[Recorded data]
= = = = =
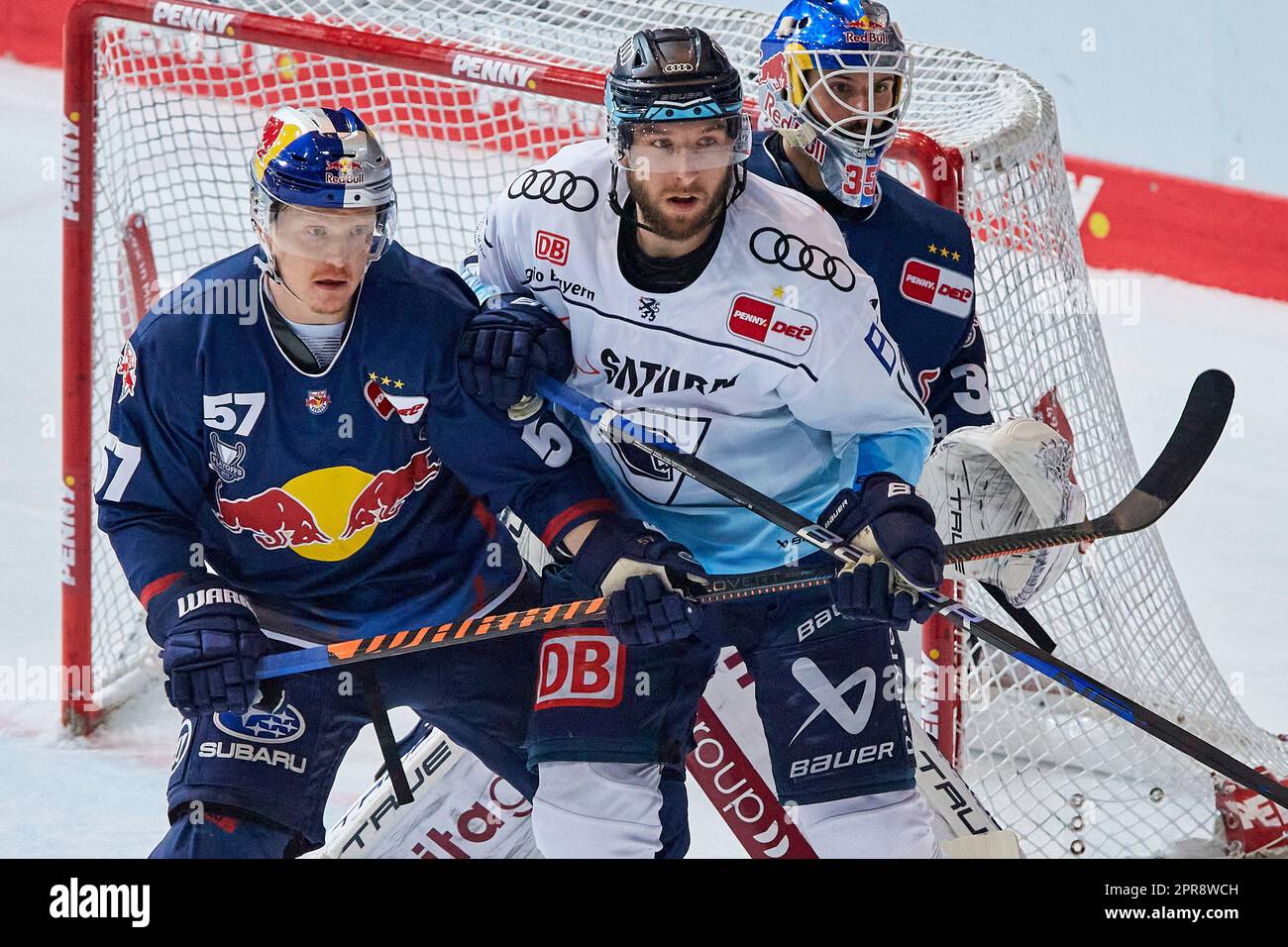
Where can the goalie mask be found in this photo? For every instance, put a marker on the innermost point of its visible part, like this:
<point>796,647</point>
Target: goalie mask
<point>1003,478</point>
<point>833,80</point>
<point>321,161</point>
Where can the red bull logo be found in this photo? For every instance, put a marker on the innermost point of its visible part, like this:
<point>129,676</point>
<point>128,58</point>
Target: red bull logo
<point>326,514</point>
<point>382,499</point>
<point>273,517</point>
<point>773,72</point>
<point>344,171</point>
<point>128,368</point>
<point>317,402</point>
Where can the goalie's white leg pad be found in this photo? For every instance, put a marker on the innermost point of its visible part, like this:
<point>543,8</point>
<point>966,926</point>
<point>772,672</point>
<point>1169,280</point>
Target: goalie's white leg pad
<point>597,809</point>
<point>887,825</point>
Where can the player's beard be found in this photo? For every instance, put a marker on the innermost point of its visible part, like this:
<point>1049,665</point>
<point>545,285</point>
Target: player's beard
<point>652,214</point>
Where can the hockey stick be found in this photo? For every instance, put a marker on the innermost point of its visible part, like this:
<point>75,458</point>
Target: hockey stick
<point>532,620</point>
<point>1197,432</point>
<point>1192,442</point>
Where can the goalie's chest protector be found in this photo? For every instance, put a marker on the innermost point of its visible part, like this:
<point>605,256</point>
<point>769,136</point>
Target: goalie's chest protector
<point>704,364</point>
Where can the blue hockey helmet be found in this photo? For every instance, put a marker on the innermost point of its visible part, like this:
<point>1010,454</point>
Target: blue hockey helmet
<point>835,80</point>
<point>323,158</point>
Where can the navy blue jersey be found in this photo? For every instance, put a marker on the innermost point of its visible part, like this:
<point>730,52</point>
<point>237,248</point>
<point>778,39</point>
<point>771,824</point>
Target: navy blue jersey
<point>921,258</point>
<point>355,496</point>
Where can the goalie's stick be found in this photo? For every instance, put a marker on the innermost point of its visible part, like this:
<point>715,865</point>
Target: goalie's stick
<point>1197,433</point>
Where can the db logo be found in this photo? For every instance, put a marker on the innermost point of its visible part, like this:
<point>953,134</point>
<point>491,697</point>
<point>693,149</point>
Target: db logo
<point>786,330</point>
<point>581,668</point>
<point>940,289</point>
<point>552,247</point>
= = = = =
* _What to do_
Starting at the beginning of the material and stopping after the line that contains "<point>321,161</point>", reproduce every line, including the request text, and scale each coordinate in the answer points by 0.65, rounding to whole numbers with halves rounded up. Keep the sample point in the request unchanged, and omit the picture from your answer.

* _Solution to this problem_
Where can the goalie mask be found in this photo? For every instance, put a marker on the innermost point of its visible part, like this:
<point>796,647</point>
Target: goalie mask
<point>652,311</point>
<point>541,52</point>
<point>209,105</point>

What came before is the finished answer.